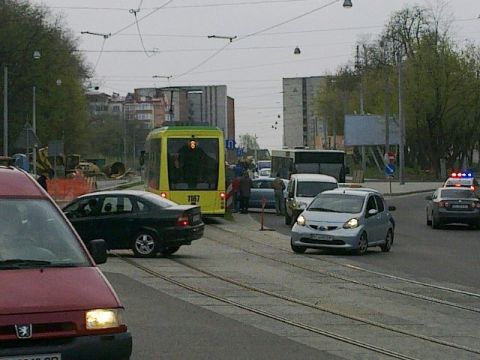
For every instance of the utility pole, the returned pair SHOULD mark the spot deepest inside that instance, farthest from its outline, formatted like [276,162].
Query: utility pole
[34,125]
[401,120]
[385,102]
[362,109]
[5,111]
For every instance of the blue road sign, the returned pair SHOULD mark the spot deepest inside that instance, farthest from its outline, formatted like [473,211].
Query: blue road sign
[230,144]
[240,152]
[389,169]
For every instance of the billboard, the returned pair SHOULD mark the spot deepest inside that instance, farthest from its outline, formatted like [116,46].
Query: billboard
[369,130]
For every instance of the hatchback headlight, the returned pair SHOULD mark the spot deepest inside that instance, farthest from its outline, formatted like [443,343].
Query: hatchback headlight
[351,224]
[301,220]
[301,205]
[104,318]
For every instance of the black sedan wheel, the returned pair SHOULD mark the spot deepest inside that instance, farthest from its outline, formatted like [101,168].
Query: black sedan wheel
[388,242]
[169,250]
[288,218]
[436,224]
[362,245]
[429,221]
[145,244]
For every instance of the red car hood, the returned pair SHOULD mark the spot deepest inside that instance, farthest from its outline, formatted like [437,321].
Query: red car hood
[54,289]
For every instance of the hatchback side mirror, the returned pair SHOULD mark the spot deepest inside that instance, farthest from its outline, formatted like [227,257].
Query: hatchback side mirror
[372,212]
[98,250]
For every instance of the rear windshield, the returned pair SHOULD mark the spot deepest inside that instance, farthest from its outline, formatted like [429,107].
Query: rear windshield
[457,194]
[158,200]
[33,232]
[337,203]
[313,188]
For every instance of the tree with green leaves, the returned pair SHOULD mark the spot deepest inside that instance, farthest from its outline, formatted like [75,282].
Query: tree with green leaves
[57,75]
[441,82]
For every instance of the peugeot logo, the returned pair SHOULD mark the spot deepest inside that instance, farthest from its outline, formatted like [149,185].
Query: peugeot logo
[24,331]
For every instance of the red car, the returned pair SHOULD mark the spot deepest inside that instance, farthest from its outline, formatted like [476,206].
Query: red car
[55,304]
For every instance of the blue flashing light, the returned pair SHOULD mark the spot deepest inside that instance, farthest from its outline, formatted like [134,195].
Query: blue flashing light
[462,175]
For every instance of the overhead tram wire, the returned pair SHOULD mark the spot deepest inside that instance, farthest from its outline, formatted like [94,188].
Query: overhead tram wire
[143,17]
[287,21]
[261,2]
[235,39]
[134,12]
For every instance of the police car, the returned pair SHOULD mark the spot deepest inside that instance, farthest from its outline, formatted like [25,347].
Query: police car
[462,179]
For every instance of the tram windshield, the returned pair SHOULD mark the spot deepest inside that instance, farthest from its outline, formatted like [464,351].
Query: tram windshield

──────

Directions ▸ Set down every line above exactly, pictures excluded.

Reply to the exercise ▸
For every instance of the utility pole, the returned pair SHOULD mark the spot deepest inside that instance, farthest from its outline, formatted like [276,162].
Query: utility pole
[34,125]
[401,120]
[385,102]
[362,109]
[5,111]
For every instance of the blue road sign, the returned pair SHOULD mark the spot deepest inside that instance, farthest from its outline, formatted like [473,211].
Query: blue road sign
[230,144]
[240,152]
[389,169]
For every instance of the billboard, the returned pair SHOULD mark the spot deepest inside that instance, farthest from its outline, formatted like [116,46].
Query: billboard
[369,130]
For every instance of the hatchback headlight, the returned pair SHOULD mark the spot deepest inside that instance, farthest from its outline, formatted like [443,343].
Query: hatchback headlight
[351,224]
[301,220]
[301,205]
[104,318]
For every instance of the black sedan wheel, the returned pair SHOULD mark the spot deepest inside that instance, farthest from its outline, formatted like [101,168].
Query: black sedan wheel
[388,242]
[169,250]
[288,218]
[436,224]
[362,245]
[429,221]
[145,244]
For every instance of the red car hood, the returned pair SHOULD mark the spot deepest inside that instance, farthest from its outline, formatted like [437,321].
Query: red car hood
[54,289]
For every instance of the hatchback side mirror, the returned pair SHOULD mark the spot deepest inside that instance, farthest from its outline, formatted like [227,257].
Query: hatchback side mirror
[372,212]
[98,250]
For every instance of the rear windshield, the returned pair SHOULD mark the spot deepest inside that instance, farthest from its outline, formatted like [429,107].
Query: rear windshield
[457,194]
[158,200]
[33,232]
[337,203]
[313,188]
For every instance of the tree with green leaves, the returned pair SHOULD mark the spot deepest inside that instance, farthest from its outline, formatted like [75,282].
Query: tree with green leaves
[57,75]
[441,82]
For every instance of the peugeot logo, the returned pair SHOULD mark the spot deepest inside that instance, farthest from its outline, formatted like [149,185].
Query: peugeot logo
[24,331]
For every instance of the red car, the returned pair SHOULD mark the spot deepest inside that instance, farthest from its outline, formatted like [476,206].
Query: red car
[55,304]
For every instance of the blue flashing light, the returned pair SHOULD mark the spot deepest inside that instance, farthest from its outline, formatted like [134,195].
Query: blue flashing light
[462,175]
For every instance of the overhead tram wire, the returned pair SHOULD mark the spot deepest inside that instance, farthest from its outline, formatted like [94,188].
Query: overhead tram wire
[143,17]
[287,21]
[261,2]
[235,39]
[134,12]
For every instance of the police car, the returned pair SHOULD mark the spot deepest inside that instance, farthest from its outline, formatted like [25,347].
Query: police car
[462,179]
For every instance of the tram windshield, the returned pair SHOULD mark the spot deepest inside that instance, farthest from its outline, formatted like [464,351].
Query: tram windshield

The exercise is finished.